Join the ongoing fight against opiate drug overdoses and equip first responders with life-saving Naloxone.
Supported by the Fraternal Order of Police, Community Anti-Drug Coalitions of America (CADCA), and the Association of the United States Navy (AUSN).
Current Cosponsors: Tim Ryan, Tom Rooney, Elise Stefanik, Marcy Kaptur, Mike Kelly, Ann Kuster, Barbara Comstock, John Katko, Jim Renacci, Pramila Jayapal, Mike Turner, Steve Stivers, Louise Slaughter, Sheila Jackson Lee, Dan Donovan, John Faso, Dwight Evans, Derek Kilmer, Patrick Meehan, and Andy Barr.
We invite you to join us in cosponsoring the Stem the Tide of Overdose Prevalence from Opiate Drugs Act of 2017, or the STOP OD Act, H.R. 664, which would help state and local governments raise awareness that Fentanyl-laced drugs are rising in popularity, and equip our first responders with the training and tools they need to fight this epidemic.

--

** Tasks to perform **
1. Please translate this sentence from the STOP OD Act text into Spanish: "Join the ongoing fight against opiate drug overdoses and equip first responders with life-saving Naloxone."
2. Write what comes next in the STOP OD Act text, picking up after its final sentence.
The records have no connection to the STOP OD Act text.

** Supplied material **
--

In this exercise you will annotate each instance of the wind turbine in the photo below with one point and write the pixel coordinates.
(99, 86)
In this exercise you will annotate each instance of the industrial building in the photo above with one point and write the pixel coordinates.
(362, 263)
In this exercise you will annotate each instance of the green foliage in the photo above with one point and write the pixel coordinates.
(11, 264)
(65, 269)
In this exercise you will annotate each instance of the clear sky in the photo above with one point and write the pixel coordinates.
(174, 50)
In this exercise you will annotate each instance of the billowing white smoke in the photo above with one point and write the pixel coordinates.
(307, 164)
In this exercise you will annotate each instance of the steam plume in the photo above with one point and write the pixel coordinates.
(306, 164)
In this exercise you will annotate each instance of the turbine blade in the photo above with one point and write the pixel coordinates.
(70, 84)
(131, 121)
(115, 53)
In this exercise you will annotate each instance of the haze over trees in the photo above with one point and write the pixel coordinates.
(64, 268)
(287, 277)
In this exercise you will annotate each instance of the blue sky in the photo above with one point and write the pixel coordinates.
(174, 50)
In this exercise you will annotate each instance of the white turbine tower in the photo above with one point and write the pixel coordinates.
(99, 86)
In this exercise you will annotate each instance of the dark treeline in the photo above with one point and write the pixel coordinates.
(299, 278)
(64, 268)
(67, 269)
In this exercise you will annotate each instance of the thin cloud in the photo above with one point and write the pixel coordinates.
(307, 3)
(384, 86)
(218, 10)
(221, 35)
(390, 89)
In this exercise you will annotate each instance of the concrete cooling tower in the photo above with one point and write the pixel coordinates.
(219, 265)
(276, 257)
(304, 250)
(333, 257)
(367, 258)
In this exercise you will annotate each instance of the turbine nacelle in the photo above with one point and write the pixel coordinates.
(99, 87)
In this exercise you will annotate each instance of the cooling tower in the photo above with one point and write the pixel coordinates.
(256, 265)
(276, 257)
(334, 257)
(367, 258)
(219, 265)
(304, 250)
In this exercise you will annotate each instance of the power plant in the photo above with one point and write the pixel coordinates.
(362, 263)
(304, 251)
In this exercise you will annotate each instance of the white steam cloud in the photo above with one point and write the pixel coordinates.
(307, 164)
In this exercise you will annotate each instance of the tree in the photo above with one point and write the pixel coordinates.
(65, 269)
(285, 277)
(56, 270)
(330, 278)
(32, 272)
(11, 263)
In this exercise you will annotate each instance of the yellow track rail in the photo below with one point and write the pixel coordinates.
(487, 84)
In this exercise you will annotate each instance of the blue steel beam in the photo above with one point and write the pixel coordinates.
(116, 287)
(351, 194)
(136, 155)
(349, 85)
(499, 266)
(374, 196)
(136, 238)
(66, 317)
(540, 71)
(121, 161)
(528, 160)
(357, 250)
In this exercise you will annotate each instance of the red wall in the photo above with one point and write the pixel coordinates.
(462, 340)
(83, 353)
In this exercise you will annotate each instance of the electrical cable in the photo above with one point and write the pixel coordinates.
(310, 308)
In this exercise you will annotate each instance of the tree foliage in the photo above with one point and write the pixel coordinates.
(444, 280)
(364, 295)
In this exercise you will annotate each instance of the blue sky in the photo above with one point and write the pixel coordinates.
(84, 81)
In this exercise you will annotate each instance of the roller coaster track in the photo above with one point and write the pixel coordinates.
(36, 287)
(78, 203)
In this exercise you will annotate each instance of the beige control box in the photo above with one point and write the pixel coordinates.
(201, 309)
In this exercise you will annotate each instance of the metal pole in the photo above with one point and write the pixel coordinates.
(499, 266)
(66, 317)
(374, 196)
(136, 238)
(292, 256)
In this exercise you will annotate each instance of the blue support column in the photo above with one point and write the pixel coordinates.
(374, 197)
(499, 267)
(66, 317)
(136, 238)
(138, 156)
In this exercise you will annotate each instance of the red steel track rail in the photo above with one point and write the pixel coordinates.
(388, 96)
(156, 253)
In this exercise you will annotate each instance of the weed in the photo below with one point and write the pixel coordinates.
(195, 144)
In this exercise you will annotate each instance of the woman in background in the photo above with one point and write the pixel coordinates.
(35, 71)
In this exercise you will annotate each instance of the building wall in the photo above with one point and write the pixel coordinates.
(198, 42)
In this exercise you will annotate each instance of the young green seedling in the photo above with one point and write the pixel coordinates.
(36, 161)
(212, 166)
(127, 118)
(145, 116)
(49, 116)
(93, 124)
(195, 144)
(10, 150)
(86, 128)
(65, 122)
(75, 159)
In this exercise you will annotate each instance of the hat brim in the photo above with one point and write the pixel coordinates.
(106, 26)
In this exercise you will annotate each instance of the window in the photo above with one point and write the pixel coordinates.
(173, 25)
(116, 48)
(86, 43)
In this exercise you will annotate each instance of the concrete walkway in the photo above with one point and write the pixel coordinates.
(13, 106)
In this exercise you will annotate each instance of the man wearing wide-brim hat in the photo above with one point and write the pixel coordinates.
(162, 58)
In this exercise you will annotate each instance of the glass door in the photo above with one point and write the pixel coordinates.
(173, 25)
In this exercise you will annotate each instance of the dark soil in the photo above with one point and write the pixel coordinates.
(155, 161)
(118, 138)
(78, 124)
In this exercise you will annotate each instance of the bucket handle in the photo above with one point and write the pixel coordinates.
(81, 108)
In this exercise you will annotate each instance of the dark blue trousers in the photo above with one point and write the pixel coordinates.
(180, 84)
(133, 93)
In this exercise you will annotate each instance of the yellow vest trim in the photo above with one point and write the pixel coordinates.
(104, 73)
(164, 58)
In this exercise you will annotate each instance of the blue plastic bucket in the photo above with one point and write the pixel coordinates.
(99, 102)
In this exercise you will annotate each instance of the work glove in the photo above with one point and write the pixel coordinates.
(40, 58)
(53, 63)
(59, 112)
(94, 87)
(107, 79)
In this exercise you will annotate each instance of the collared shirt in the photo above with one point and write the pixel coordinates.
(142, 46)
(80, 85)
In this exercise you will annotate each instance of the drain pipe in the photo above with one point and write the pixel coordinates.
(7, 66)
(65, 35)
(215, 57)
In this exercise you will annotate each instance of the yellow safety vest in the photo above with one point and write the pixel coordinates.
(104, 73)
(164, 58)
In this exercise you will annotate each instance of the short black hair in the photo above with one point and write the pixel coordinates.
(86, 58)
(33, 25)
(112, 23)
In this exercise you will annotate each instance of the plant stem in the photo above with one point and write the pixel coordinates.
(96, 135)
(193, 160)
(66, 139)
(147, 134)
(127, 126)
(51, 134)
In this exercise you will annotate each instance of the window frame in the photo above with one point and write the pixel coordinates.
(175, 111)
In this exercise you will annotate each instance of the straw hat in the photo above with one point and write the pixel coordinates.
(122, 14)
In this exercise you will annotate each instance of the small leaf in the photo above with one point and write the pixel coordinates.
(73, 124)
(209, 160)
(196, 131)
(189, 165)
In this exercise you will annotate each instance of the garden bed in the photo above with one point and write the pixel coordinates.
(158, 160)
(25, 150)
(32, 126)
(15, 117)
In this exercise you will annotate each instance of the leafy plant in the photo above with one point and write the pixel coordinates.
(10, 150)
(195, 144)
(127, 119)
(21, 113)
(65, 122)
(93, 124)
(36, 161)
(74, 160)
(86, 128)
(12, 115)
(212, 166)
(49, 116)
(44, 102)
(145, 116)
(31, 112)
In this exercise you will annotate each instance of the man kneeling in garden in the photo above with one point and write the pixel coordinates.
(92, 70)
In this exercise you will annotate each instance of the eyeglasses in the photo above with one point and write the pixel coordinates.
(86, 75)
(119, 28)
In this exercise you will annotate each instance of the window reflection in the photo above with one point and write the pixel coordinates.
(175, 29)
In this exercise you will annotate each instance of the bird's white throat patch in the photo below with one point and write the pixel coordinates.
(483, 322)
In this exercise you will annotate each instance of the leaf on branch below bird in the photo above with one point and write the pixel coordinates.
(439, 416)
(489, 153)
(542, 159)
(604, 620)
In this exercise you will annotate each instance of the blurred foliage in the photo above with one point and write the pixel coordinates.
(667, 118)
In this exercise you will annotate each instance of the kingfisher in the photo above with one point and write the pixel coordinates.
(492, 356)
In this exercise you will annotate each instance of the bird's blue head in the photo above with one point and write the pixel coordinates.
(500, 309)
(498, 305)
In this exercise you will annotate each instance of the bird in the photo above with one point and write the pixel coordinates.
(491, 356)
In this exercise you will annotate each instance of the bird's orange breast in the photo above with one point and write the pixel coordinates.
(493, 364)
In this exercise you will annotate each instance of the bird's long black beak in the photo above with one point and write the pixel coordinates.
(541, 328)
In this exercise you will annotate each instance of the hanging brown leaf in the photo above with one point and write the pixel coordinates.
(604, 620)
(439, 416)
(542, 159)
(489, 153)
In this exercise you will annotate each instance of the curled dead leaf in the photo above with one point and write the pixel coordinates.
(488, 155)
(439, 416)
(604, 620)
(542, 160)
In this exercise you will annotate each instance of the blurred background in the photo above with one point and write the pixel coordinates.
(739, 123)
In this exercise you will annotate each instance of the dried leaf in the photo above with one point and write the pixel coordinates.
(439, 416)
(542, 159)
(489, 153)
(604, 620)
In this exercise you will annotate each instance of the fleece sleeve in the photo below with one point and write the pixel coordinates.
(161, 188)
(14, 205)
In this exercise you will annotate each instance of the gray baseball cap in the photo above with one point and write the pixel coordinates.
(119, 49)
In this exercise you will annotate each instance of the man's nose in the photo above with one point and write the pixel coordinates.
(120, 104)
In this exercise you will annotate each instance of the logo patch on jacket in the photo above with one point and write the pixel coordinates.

--

** Exercise answers **
1. Únase a la lucha continua contra las sobredosis de drogas opiáceas y equipe a los socorristas con naloxona, que salva vidas.

2.
According to a report published by the Centers for Disease Control and Prevention (CDC) in December, “the ongoing epidemic of opioid deaths requires intense attention and action. In a November 2016 report, the Drug Enforcement Administration referred to prescription drugs, heroin, and Fentanyl as the most significant drug-related threats to the United States.” From 2014 to 2015, the death rate from synthetic opioids other than methadone, which includes Fentanyl, increased by 72.2%, and heroin death rates increased by 20.6%. Rates of death involving heroin and synthetic opioids other than methadone increased across all demographic groups, regions, and in numerous states. There is an urgent need for a multifaceted, collaborative public health and law enforcement approach to the opioid epidemic, including expanding naloxone distribution, among other recommendations.
Fentanyl is an extremely potent drug that has lawful and appropriate medical uses, however, the drug can be lethal, and is cut primarily with heroin and sometimes cocaine to increase users’ high and raise addictive qualities. As little as two milligrams of Fentanyl can kill a person.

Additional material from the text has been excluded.